WHAT YOU ARE ASKED TO DO:
Below are records to be copied exactly; their pictures are to be omitted.

● ● ●

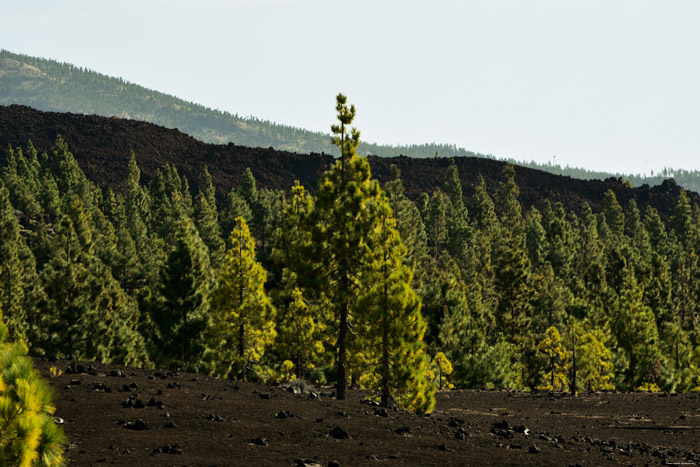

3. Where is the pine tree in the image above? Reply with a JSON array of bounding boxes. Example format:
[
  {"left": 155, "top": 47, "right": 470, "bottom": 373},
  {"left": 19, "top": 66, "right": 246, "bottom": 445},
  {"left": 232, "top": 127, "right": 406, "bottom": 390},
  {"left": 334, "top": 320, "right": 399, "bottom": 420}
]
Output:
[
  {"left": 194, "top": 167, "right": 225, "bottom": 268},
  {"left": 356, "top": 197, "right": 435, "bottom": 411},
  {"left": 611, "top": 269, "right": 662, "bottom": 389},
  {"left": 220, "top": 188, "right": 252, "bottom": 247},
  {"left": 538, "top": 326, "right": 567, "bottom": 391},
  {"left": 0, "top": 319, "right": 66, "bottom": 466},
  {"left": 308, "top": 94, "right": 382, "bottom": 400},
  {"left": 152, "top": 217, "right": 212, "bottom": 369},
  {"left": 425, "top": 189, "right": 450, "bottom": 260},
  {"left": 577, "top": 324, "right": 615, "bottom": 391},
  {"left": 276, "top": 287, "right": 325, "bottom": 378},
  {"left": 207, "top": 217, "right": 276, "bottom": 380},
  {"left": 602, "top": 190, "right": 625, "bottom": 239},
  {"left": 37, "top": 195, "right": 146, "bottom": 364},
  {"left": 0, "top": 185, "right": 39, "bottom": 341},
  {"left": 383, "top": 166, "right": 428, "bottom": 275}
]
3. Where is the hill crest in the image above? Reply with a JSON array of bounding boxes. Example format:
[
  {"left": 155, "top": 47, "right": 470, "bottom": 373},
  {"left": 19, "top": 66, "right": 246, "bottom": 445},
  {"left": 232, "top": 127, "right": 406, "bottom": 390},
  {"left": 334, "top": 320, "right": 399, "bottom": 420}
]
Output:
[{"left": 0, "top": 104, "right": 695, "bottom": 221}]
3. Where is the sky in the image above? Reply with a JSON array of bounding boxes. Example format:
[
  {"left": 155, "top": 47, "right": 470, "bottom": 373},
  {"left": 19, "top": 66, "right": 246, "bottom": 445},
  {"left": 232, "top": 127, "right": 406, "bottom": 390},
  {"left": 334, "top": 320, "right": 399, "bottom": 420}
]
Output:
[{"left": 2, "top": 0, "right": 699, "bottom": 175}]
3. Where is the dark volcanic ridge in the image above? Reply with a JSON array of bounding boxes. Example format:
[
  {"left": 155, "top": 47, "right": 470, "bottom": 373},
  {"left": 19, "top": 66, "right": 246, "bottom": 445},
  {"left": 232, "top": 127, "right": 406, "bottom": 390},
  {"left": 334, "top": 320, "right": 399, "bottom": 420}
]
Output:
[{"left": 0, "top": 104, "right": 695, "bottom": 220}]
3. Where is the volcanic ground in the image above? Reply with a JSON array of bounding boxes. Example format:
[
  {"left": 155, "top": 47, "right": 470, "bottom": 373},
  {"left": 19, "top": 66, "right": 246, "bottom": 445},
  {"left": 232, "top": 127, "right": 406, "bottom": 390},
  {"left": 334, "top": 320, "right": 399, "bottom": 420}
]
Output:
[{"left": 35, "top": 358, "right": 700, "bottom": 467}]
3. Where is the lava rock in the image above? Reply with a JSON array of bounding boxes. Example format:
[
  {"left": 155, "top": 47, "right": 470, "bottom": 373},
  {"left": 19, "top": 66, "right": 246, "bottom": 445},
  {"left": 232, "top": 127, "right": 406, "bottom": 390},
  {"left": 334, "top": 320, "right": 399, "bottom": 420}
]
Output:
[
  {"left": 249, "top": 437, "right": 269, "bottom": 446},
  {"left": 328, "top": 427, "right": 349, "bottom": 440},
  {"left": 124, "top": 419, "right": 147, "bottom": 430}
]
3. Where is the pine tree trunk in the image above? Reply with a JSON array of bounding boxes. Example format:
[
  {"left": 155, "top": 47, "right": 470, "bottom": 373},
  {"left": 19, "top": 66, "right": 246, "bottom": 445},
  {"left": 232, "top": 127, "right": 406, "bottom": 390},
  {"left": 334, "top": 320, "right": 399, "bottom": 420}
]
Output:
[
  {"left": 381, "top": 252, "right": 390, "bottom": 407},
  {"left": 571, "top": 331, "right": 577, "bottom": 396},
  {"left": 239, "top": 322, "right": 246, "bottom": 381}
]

● ● ●

EXPECTED OUTPUT:
3. Where is the pine tree in the image above? Reply with a JSON array of bounding boxes. Example format:
[
  {"left": 155, "top": 47, "right": 470, "bottom": 373},
  {"left": 19, "top": 66, "right": 246, "bottom": 445},
  {"left": 232, "top": 127, "right": 406, "bottom": 390},
  {"left": 334, "top": 320, "right": 399, "bottom": 420}
]
Output:
[
  {"left": 194, "top": 167, "right": 225, "bottom": 268},
  {"left": 356, "top": 197, "right": 435, "bottom": 411},
  {"left": 611, "top": 269, "right": 662, "bottom": 389},
  {"left": 220, "top": 188, "right": 252, "bottom": 247},
  {"left": 538, "top": 326, "right": 567, "bottom": 391},
  {"left": 0, "top": 319, "right": 66, "bottom": 466},
  {"left": 308, "top": 94, "right": 382, "bottom": 400},
  {"left": 152, "top": 217, "right": 212, "bottom": 369},
  {"left": 425, "top": 189, "right": 450, "bottom": 260},
  {"left": 577, "top": 324, "right": 615, "bottom": 391},
  {"left": 276, "top": 287, "right": 325, "bottom": 378},
  {"left": 207, "top": 217, "right": 276, "bottom": 380},
  {"left": 602, "top": 190, "right": 625, "bottom": 239},
  {"left": 37, "top": 195, "right": 146, "bottom": 364},
  {"left": 0, "top": 185, "right": 39, "bottom": 341},
  {"left": 383, "top": 166, "right": 428, "bottom": 275}
]
3. Where is the hill crest in the image above? Reply with a JSON array of bounding boxes. Example format:
[
  {"left": 155, "top": 47, "right": 470, "bottom": 373},
  {"left": 19, "top": 66, "right": 246, "bottom": 445},
  {"left": 232, "top": 127, "right": 406, "bottom": 390},
  {"left": 334, "top": 320, "right": 399, "bottom": 420}
]
Output:
[{"left": 0, "top": 104, "right": 695, "bottom": 221}]
3. Where is the sky in the image above? Reply with a JSON array of bounding boxes. Example format:
[
  {"left": 155, "top": 47, "right": 470, "bottom": 373},
  {"left": 19, "top": 66, "right": 246, "bottom": 445},
  {"left": 232, "top": 127, "right": 406, "bottom": 390},
  {"left": 334, "top": 320, "right": 399, "bottom": 420}
]
Output:
[{"left": 2, "top": 0, "right": 699, "bottom": 175}]
3. Where is the dark volcanic ridge in the image above? Reply with a JSON array of bounding boxes. Example format:
[
  {"left": 155, "top": 47, "right": 470, "bottom": 373},
  {"left": 19, "top": 66, "right": 246, "bottom": 445},
  {"left": 232, "top": 127, "right": 406, "bottom": 390},
  {"left": 334, "top": 320, "right": 399, "bottom": 420}
]
Output:
[{"left": 0, "top": 104, "right": 695, "bottom": 220}]
3. Where is the volcanic ground in the image above? Reply with a JSON array of bounding boxes. Example format:
[
  {"left": 155, "top": 47, "right": 470, "bottom": 373},
  {"left": 19, "top": 66, "right": 246, "bottom": 445},
  {"left": 232, "top": 127, "right": 406, "bottom": 390},
  {"left": 334, "top": 320, "right": 399, "bottom": 420}
]
Output:
[{"left": 35, "top": 358, "right": 700, "bottom": 467}]
3. Where is the lava rock in the image above? Reply with a JSON array of bounding boxes. Example format:
[
  {"left": 155, "top": 47, "right": 470, "bottom": 373},
  {"left": 19, "top": 66, "right": 246, "bottom": 445},
  {"left": 232, "top": 127, "right": 406, "bottom": 390},
  {"left": 334, "top": 320, "right": 399, "bottom": 420}
]
Output:
[
  {"left": 249, "top": 437, "right": 269, "bottom": 446},
  {"left": 328, "top": 427, "right": 349, "bottom": 440},
  {"left": 124, "top": 419, "right": 147, "bottom": 430}
]
3. Where is the pine tree trunk in the image above? Reply with a JSON array of bounding boxes. Example format:
[
  {"left": 155, "top": 47, "right": 470, "bottom": 373},
  {"left": 19, "top": 66, "right": 246, "bottom": 445},
  {"left": 232, "top": 127, "right": 406, "bottom": 390},
  {"left": 334, "top": 320, "right": 399, "bottom": 420}
]
Output:
[
  {"left": 381, "top": 252, "right": 390, "bottom": 407},
  {"left": 571, "top": 331, "right": 577, "bottom": 396},
  {"left": 239, "top": 322, "right": 246, "bottom": 381}
]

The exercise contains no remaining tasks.